Reply only with how many lines in these entries hold the string "following".

──────────────────────────────

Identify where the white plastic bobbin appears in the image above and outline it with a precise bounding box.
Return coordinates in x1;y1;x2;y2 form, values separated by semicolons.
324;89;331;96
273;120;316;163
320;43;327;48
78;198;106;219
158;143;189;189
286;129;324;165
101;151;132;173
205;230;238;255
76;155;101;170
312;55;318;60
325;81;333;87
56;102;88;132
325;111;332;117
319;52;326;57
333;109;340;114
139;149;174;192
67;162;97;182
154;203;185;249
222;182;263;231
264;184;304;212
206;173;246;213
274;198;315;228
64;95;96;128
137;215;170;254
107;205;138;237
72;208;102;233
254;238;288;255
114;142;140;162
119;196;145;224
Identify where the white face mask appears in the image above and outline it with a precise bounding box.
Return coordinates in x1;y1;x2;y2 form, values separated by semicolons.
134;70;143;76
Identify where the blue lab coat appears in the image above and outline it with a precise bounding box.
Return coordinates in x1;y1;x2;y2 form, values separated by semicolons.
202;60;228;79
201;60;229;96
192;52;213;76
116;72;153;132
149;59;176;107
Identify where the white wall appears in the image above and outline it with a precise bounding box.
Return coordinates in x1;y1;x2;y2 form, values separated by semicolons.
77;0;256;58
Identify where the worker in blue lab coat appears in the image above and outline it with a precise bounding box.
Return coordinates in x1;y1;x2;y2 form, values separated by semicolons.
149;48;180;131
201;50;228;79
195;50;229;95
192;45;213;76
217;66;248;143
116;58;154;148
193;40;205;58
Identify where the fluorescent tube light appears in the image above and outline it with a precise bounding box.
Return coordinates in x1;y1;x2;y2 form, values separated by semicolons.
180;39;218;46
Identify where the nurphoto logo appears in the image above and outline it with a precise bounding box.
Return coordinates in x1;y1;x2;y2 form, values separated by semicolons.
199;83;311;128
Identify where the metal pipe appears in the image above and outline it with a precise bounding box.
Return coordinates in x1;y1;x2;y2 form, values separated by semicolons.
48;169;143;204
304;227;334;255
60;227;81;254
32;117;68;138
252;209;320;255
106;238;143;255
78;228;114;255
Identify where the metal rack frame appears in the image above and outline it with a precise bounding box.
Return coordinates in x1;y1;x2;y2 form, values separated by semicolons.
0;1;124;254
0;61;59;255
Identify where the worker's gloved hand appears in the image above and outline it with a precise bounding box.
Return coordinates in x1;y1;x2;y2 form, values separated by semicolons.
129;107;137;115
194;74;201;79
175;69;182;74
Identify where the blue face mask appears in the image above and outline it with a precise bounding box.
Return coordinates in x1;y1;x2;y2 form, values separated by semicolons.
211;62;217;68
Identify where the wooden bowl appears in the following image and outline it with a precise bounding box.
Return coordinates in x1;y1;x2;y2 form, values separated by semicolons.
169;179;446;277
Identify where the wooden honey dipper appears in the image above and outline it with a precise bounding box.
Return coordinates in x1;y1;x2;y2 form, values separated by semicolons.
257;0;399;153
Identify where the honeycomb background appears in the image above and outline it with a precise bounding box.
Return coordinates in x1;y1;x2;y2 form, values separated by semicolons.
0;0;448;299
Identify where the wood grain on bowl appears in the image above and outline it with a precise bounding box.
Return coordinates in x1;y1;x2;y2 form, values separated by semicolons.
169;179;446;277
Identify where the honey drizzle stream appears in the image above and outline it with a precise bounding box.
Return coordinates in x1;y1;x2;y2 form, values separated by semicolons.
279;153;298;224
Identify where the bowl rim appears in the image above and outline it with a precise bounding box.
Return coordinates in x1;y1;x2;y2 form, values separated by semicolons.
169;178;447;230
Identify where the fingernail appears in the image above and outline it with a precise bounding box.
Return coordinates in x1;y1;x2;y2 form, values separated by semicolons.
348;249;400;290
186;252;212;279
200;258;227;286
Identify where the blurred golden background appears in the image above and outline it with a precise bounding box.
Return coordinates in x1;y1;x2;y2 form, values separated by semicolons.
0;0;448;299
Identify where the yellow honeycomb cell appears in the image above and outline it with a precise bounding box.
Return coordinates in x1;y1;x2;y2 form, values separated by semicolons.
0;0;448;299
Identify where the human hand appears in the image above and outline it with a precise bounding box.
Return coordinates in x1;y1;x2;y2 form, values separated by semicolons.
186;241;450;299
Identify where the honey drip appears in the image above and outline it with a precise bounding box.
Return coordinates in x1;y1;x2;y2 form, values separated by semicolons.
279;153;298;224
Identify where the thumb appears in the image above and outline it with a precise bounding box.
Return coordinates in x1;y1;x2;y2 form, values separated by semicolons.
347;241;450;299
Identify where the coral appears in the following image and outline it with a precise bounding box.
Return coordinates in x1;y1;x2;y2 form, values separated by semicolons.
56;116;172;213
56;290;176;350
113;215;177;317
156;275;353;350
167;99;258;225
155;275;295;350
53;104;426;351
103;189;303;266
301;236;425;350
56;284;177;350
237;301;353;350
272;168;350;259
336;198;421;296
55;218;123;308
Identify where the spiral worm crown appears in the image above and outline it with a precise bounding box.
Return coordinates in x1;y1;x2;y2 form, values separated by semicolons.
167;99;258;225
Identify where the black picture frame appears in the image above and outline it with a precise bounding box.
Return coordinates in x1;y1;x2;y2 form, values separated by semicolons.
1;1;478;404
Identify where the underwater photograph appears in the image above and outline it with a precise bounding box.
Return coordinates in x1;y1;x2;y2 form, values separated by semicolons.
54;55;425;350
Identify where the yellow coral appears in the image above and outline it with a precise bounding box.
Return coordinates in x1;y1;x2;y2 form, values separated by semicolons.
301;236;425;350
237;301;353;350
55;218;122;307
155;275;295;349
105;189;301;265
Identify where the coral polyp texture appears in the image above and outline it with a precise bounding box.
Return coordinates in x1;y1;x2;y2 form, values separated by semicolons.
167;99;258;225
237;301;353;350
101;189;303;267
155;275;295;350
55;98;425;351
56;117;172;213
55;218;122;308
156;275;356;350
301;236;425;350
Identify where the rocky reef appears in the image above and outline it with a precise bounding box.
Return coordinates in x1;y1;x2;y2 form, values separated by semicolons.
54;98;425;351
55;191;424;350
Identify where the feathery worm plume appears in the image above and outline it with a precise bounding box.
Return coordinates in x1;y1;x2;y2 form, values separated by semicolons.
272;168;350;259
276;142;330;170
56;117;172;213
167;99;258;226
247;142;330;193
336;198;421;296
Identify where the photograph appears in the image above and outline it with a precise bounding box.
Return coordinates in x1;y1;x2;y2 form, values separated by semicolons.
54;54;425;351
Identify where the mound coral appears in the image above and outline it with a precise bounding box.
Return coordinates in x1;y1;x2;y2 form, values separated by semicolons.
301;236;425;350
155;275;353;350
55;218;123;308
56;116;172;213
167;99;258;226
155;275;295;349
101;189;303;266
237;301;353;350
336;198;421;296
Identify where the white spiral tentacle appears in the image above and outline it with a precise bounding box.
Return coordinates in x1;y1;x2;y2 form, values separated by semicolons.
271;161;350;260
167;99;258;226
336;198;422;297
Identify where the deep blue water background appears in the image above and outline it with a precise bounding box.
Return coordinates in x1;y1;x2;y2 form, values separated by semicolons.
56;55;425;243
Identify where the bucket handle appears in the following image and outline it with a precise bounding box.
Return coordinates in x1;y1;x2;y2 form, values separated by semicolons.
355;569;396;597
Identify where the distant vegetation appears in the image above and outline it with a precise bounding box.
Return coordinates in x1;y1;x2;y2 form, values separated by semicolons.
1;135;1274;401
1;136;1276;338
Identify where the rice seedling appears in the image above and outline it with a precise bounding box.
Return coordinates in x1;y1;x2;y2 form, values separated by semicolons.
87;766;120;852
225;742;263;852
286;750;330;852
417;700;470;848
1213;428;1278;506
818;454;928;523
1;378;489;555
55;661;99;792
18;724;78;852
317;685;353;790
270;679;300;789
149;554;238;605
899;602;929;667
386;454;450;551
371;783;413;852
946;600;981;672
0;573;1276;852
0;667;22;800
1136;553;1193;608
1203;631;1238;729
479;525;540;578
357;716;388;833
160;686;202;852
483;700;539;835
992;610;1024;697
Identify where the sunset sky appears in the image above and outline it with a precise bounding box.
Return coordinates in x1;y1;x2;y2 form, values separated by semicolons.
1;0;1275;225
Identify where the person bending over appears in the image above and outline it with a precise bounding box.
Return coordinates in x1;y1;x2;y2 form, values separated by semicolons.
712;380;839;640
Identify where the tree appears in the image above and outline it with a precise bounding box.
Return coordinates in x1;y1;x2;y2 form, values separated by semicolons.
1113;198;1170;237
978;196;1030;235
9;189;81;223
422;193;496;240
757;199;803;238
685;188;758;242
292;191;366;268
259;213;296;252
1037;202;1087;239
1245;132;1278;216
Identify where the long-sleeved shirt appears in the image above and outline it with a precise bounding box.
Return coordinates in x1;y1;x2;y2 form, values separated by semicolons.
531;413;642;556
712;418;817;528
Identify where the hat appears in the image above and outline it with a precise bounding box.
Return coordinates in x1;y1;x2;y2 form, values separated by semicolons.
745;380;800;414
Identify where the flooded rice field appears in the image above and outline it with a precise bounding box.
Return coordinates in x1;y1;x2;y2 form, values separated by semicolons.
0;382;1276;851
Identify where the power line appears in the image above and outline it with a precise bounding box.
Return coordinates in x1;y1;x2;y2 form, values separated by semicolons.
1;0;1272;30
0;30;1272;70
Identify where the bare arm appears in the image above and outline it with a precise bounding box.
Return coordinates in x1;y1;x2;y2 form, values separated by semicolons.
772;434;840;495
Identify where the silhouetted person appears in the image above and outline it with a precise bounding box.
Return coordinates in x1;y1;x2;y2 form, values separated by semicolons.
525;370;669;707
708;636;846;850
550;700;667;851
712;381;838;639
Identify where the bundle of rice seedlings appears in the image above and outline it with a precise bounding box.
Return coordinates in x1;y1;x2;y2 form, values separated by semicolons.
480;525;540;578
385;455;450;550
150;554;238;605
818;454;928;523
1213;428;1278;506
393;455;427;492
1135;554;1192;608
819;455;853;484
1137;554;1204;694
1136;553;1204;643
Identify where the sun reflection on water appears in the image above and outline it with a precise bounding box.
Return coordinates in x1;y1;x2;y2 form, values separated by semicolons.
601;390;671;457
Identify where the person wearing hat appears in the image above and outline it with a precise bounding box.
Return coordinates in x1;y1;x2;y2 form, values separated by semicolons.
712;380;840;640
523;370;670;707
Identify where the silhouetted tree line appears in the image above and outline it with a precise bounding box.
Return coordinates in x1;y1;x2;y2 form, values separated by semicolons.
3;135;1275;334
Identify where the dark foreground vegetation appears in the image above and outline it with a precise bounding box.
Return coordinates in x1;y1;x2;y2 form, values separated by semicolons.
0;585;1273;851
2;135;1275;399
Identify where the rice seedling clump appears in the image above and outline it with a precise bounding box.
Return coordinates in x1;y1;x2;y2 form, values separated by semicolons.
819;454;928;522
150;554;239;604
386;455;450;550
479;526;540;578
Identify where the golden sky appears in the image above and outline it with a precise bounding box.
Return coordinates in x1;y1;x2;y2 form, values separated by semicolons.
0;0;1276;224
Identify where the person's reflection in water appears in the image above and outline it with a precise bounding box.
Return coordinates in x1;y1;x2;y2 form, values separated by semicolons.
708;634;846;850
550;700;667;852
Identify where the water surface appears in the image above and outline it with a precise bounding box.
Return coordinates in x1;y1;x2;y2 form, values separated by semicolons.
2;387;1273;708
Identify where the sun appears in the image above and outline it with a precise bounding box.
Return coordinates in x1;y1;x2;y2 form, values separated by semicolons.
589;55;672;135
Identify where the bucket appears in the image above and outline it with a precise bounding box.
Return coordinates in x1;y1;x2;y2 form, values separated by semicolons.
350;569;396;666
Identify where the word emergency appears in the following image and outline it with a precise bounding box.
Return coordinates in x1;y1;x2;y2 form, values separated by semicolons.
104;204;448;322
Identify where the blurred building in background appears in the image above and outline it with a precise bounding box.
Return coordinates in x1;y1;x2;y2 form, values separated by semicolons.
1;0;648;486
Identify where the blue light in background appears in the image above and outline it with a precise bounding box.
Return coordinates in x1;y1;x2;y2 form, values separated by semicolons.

──────────────────────────────

= Answer to this task =
4